## Dataset records:
== == ==

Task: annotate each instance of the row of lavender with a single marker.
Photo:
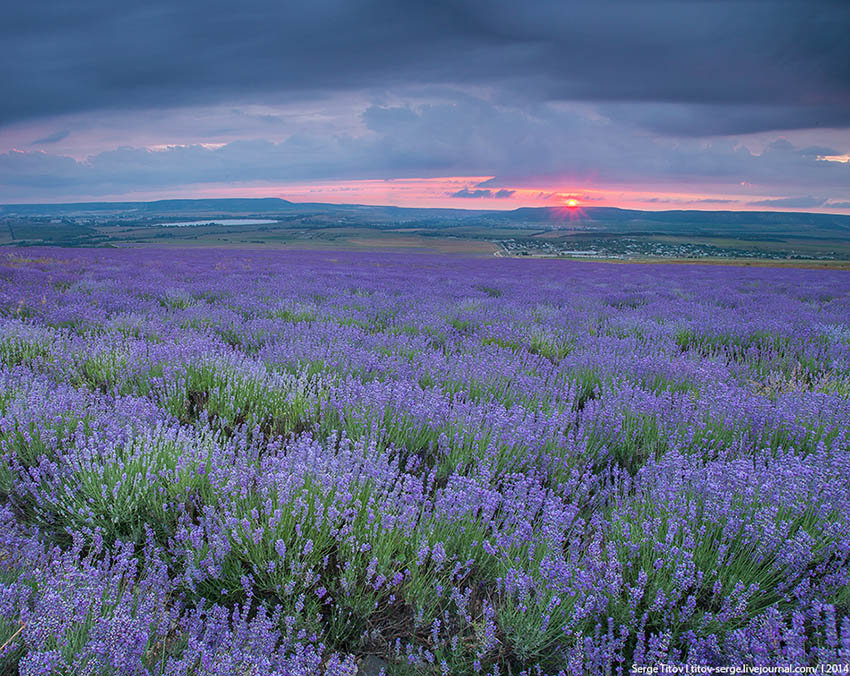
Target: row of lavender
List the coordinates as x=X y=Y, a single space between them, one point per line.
x=221 y=462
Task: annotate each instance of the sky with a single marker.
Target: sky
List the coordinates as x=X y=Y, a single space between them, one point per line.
x=657 y=104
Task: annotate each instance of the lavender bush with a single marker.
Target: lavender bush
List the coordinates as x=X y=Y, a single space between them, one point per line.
x=234 y=462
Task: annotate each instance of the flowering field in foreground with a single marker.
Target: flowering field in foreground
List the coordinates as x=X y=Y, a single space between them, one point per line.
x=231 y=462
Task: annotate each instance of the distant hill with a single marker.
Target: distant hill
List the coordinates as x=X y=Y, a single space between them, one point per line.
x=531 y=231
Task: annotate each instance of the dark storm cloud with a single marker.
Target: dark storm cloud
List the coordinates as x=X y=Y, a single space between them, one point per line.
x=465 y=137
x=764 y=64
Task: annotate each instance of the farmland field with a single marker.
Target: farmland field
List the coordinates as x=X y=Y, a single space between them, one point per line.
x=285 y=462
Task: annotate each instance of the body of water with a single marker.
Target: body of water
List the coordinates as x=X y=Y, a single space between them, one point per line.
x=220 y=221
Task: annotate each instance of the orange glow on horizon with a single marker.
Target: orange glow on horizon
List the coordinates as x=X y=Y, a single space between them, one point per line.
x=465 y=192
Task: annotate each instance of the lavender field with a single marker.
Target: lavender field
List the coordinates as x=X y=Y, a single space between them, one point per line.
x=235 y=462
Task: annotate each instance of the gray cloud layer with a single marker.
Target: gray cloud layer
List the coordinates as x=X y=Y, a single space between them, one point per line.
x=522 y=146
x=692 y=66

== == ==

Rewrite all the rows above with "single marker" switched to "single point" and nothing else changed. Leave the pictures out.

## Exercise answer:
Task: annotate each instance of the row of lavender with a single point.
Photo:
Target: row of lavender
List the coordinates as x=X y=Y, a single space between them, one point per line.
x=221 y=462
Task: annotate each instance of the sky with a single point.
Target: sky
List the coordinates as x=X y=Y, a single space between them, one point per line.
x=657 y=104
Task: annotate each instance of the lavender bush with a single point.
Target: lavender bush
List the coordinates as x=X y=Y, a single space between them, one point per line.
x=234 y=462
Task: annotate each instance of the flowering field in foreground with a single point.
Target: flowering field in foreground
List the coordinates as x=X y=Y, a single space between them, one point per line.
x=231 y=462
Task: annotate each instance of the distant hill with a single point.
Target: distant hill
List the coordinates as x=X y=Y, a single space between them, one point per line.
x=531 y=231
Task: annotate each instance of the dark storm cloud with a single point.
Target: dark storm cloud
List the coordinates as x=X y=Y, a single space between them, one point per line.
x=465 y=137
x=764 y=64
Task: annotate each instance of the farmland field with a single point.
Target: farmland field
List the coordinates as x=X y=Y, a single space between them, one point per line.
x=285 y=462
Task: annotate each instance of the body of water with a single point.
Target: body of water
List the coordinates as x=X y=Y, a single space between them, one point per line.
x=220 y=221
Task: annotate each instance of the orange glow on horizon with a single point.
Target: orange glow on horizon
List the coordinates as x=X y=Y, a single space between them, one point per line.
x=465 y=192
Task: annotate each instance of the lavender field with a single point.
Target: lavender field
List the coordinates as x=X y=Y, a single space between them, one point per line.
x=235 y=462
Task: annotate each instance of the gray cloud layer with a single point.
Target: gray cloud layer
List the coordinates as x=X y=Y, a single space between them, one point per line.
x=522 y=146
x=692 y=66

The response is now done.